Omit all images. Write out the rest of the material exactly.

### Point annotations for photos:
┌──
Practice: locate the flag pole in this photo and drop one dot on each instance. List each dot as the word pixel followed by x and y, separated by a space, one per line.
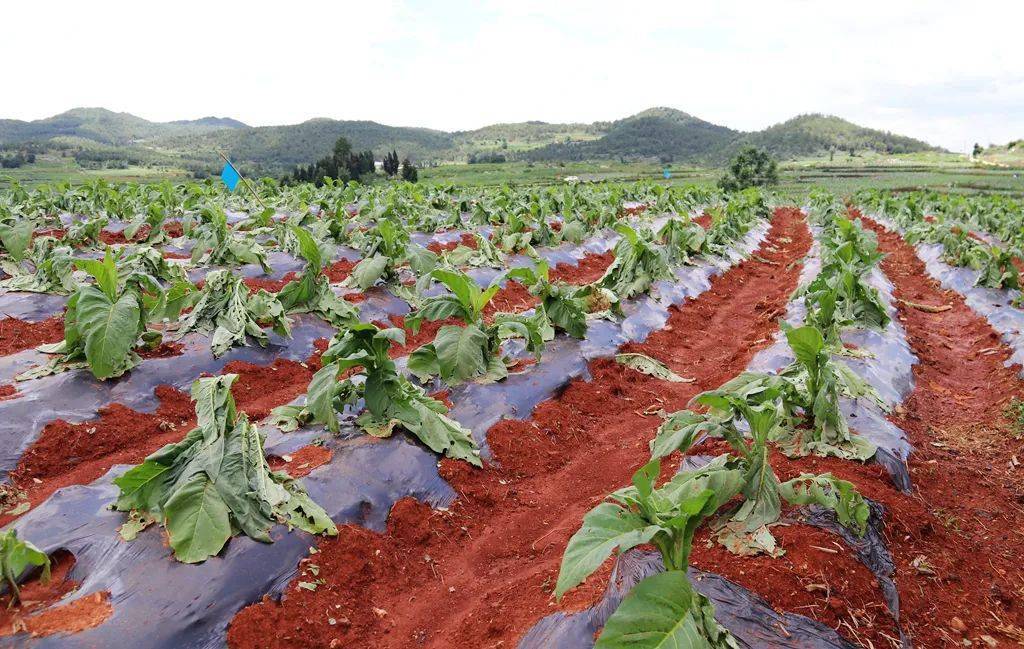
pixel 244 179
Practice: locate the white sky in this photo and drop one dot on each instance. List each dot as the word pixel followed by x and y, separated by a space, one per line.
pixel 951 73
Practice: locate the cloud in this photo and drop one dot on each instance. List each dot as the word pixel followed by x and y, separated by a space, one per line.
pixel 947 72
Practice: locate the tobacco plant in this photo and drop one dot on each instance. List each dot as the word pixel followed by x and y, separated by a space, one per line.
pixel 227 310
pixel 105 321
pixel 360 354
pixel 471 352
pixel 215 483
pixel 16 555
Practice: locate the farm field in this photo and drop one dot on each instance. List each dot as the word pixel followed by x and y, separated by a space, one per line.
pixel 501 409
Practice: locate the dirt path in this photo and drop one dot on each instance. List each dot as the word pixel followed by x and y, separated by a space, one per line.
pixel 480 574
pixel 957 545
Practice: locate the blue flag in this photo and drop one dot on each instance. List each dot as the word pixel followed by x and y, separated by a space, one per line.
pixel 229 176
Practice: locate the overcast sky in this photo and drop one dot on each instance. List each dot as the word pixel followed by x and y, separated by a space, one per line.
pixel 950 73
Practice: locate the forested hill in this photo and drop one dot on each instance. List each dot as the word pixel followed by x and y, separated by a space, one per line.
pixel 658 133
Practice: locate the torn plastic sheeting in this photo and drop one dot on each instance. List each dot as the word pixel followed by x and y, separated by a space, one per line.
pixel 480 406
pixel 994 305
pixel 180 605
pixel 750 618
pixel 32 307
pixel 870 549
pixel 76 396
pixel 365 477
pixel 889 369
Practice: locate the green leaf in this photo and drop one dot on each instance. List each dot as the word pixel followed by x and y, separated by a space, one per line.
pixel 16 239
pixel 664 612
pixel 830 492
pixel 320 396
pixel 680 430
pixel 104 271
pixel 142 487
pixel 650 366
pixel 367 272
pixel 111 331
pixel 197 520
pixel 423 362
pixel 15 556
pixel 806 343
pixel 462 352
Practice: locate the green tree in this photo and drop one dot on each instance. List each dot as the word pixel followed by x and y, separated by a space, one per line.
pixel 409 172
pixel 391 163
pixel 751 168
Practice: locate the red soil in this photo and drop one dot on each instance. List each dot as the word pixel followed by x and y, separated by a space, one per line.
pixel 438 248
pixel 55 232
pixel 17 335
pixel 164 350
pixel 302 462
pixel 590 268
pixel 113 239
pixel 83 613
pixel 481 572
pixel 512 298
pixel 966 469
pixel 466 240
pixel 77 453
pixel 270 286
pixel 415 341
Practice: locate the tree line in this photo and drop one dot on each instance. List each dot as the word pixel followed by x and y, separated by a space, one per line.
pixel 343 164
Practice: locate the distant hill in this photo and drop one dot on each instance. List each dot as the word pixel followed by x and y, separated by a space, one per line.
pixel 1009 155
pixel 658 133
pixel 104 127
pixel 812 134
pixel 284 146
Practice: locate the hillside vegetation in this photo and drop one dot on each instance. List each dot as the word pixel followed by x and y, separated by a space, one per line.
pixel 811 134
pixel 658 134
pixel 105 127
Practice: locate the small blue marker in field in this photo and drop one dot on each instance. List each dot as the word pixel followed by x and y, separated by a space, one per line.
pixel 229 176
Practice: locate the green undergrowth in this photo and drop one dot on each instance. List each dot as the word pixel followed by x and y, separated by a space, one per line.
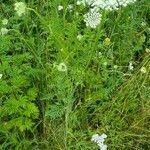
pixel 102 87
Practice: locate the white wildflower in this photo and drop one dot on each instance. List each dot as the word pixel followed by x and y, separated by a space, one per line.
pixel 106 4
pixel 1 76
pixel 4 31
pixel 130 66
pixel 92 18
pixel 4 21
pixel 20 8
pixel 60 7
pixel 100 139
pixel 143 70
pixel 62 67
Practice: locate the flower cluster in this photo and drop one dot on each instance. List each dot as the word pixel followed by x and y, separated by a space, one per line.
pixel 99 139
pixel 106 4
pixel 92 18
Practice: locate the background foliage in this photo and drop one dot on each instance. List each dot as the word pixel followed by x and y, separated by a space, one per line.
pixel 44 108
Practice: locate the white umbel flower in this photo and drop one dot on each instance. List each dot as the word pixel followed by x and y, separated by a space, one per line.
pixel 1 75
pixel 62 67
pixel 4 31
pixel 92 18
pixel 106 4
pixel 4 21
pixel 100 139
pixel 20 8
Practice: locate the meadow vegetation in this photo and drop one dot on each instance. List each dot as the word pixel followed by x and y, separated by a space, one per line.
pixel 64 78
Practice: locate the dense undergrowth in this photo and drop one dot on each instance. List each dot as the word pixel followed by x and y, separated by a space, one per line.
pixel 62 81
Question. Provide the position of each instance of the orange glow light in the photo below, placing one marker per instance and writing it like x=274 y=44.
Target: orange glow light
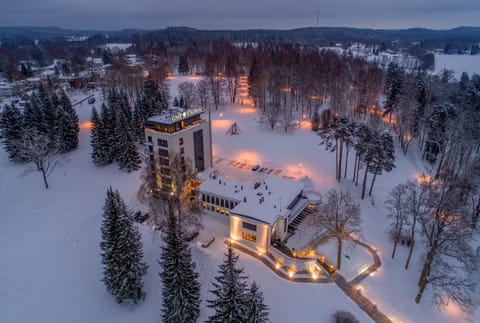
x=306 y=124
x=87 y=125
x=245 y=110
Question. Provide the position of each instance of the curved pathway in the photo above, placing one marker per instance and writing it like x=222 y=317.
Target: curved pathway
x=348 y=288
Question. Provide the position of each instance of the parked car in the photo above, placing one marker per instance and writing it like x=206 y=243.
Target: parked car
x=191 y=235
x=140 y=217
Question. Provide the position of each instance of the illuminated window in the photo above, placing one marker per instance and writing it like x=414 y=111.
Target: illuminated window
└──
### The completed task:
Practice: locate the flag pole in this photo and drop one dot on each instance. List each dot as the word pixel followed by x and y, separated by a space, one per line.
pixel 244 179
Practice: locate the white sky in this photo and drop one dot on each instance. List each dot as the word pixel followed by x and y, separated by a space, one per line.
pixel 951 73
Practice: locate the cloud in this photo and drop one dot on each instance. List each dot as the word pixel followed by x and y, separated by a space, one per line.
pixel 947 72
Practice: locate the tobacco plant in this photo and drop one dot on each instance. List each dot as the word pixel followed by x and y, separated by a space, one per line.
pixel 227 310
pixel 105 321
pixel 360 354
pixel 471 352
pixel 215 483
pixel 16 555
Practice: locate the farm field in this photo and drop one dot on each instance. List each dot as the word pixel followed by x and y, separated by a space, one per line.
pixel 501 409
Practice: locate the dirt path in this photo and drop one dot on each instance. List each dot as the word pixel followed by x and y, separated by a space, one per line.
pixel 480 574
pixel 957 545
Practice: locate the blue flag in this photo and drop one dot on each instance. List each dot as the word pixel followed by x and y, separated by a space, one per line.
pixel 229 176
Practice: locate the overcast sky in this photo and drop one dot on each instance. List each dot as the word pixel followed by x and y, separated by a space, one per line.
pixel 950 73
Practice: locate the forested hill in this photo and drop one dot on each instance. List each dot as the word pixel followed by x and y, separated by a space, one per line.
pixel 658 133
Practice: locate the torn plastic sheeting in this photo and drop one dot on each instance. List each dot as the word pixel followed by x and y, separated by a space, one per line.
pixel 480 406
pixel 994 305
pixel 180 605
pixel 750 618
pixel 32 307
pixel 870 549
pixel 76 396
pixel 365 477
pixel 889 369
Practice: locate the green leaf in this photo and drop one dot on each instance. List each dot as the word pixel followed by x and y, separated by a space, one per line.
pixel 16 239
pixel 664 612
pixel 830 492
pixel 320 396
pixel 680 430
pixel 104 271
pixel 142 487
pixel 650 366
pixel 367 272
pixel 111 331
pixel 197 520
pixel 423 362
pixel 15 556
pixel 806 343
pixel 462 352
Practice: locate the green tree in this photo and drop one dot on each instance. List each dot as the word pixel followed by x and y, separated by a space, one per line.
pixel 409 172
pixel 391 163
pixel 751 168
Practice: locate the red soil in this photo and drop one dot on each instance. List each dot as the word pixel followed by x and y, separated by a space, one per line.
pixel 438 248
pixel 55 232
pixel 17 335
pixel 164 350
pixel 302 462
pixel 590 268
pixel 113 239
pixel 83 613
pixel 481 572
pixel 512 298
pixel 966 469
pixel 466 240
pixel 77 453
pixel 270 286
pixel 415 341
Practice: locate the tree line in this photo and drop one dot on each instance. List each dot as the word pixel followed by x and y, separated by a space, one per line.
pixel 343 164
Practice: locate the distant hill in this photo and drop one dot on each instance. List each dot as the word pixel followed by x and y, separated by a space, one per line.
pixel 1009 155
pixel 658 133
pixel 104 127
pixel 812 134
pixel 284 146
Practice: locate the hillside vegetation in this photo and drop one dot on each instance. List each dot as the word pixel followed by x and y, separated by a space, one per line.
pixel 811 134
pixel 658 134
pixel 105 127
Practice: locate the small blue marker in field in this photo and drop one dot on each instance. List each dot as the word pixel followed by x and y, separated by a space, one per line.
pixel 229 176
Practice: locate the green undergrowth in this photo and drop one dot on each instance. List each dot as the word pixel followed by x and y, separated by a space, one per line.
pixel 102 87
Practice: locate the white wildflower in this photo and drop one dot on each instance. List each dot as the word pixel followed by x and y, separated by a space, one per line.
pixel 106 4
pixel 1 76
pixel 4 31
pixel 130 66
pixel 92 18
pixel 4 21
pixel 20 8
pixel 60 7
pixel 100 139
pixel 143 70
pixel 62 67
Practice: locate the flower cluster in this photo and drop one dot on each instance. List each dot as the word pixel followed by x and y, separated by a space, one per line.
pixel 99 139
pixel 106 4
pixel 92 18
Practice: locate the background foliage in this photo and drop one dot on each instance. List each dot as the word pixel followed by x and y, separated by a space, one per line.
pixel 44 108
Practice: locate the white umbel flower in this photo and drop one dot on each instance. List each dot as the word pixel followed by x and y, separated by a space, one per line.
pixel 1 75
pixel 62 67
pixel 4 31
pixel 92 18
pixel 106 4
pixel 4 21
pixel 100 139
pixel 20 8
Practice: locate the meadow vegetation in this photo and drop one dot on each instance. List each dot as the word pixel followed by x and y, separated by a space, one per line.
pixel 64 78
Practice: locate the dense undergrowth in this photo and drop one dot on each instance. List each dot as the word pixel followed by x and y, separated by a space, one per line.
pixel 62 81
Question. Provide the position of each instance of the orange glow light in the photo below, placing one marker per instance and writing it like x=274 y=44.
Target: orange glow light
x=306 y=124
x=87 y=125
x=245 y=110
Question. Provide the position of each instance of the curved pathway in the photo above, placing one marker per instance and writing it like x=222 y=317.
Target: curved pathway
x=348 y=288
Question. Provide the position of each instance of the parked car in the photo above, placing one marker per instance and writing it like x=206 y=243.
Target: parked car
x=191 y=235
x=140 y=217
Question. Provide the position of each instance of the illuminated window in the photo above, placing one marker per instance and writing it like x=414 y=111.
Target: illuminated window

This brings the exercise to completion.